■ **SUPPLIED MATERIAL**
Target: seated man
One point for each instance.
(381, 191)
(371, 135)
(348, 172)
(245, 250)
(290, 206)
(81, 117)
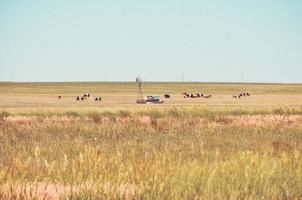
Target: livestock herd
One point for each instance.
(184, 94)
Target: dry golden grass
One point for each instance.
(219, 148)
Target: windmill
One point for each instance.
(140, 97)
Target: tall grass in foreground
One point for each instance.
(155, 155)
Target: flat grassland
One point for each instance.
(218, 148)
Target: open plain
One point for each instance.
(185, 148)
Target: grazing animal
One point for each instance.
(199, 95)
(97, 99)
(87, 95)
(207, 96)
(193, 96)
(185, 95)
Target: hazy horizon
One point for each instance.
(162, 41)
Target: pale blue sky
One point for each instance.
(231, 40)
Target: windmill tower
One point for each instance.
(140, 97)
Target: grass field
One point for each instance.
(218, 148)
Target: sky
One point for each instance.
(160, 40)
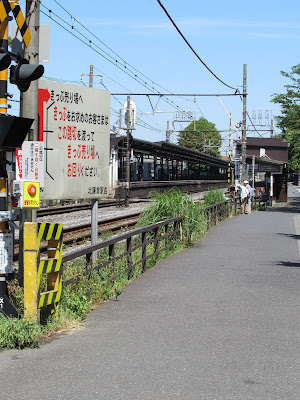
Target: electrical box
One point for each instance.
(26, 194)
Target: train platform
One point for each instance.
(218, 321)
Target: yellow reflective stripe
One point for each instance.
(3, 13)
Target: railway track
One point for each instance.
(44, 212)
(81, 233)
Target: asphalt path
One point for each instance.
(214, 322)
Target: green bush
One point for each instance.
(174, 203)
(19, 333)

■ **WORK TO DO**
Arrange the rows above as a two-column CSV with the headers "label" and "points," one line per row, putting its text and its points each in a single quoted field with line breaks replaced by spaces. Leave the pictures out.

■ **EXPECTED ANSWER**
label,points
"Target: seated man One point for each instance.","(381, 191) (371, 135) (348, 172) (245, 250) (290, 206) (81, 117)"
"Target: livestock herd One point for each instance.","(184, 94)"
"Target: dry golden grass One point for each instance.","(219, 148)"
"Target: windmill One point for each instance.","(140, 97)"
"Target: tall grass in foreground One point for each instance.","(155, 155)"
"Target: flat grassland One point for each instance.","(218, 148)"
"Target: open plain One point for each instance.","(185, 148)"
"Target: grazing animal One point for each instance.","(199, 95) (97, 99) (87, 95) (207, 96) (193, 96) (185, 95)"
"Target: hazy horizon One point for each instance.","(162, 41)"
"Target: pale blue sky One point for each instance.","(231, 40)"
"Target: windmill tower One point for each instance.","(140, 97)"
"Target: grass field One point for each instance.","(218, 148)"
"Target: sky One point for each instance.","(160, 40)"
"Target: electrical box One point for each instance.","(26, 194)"
"Target: train platform One point for each instance.","(218, 321)"
"Target: yellow reflective stripe One point for each instance.","(3, 13)"
"Target: railway track One point for each instance.","(44, 212) (81, 233)"
"Target: asphalt path One point for each instance.","(214, 322)"
"Target: green bush One point for each instance.","(174, 203) (19, 333)"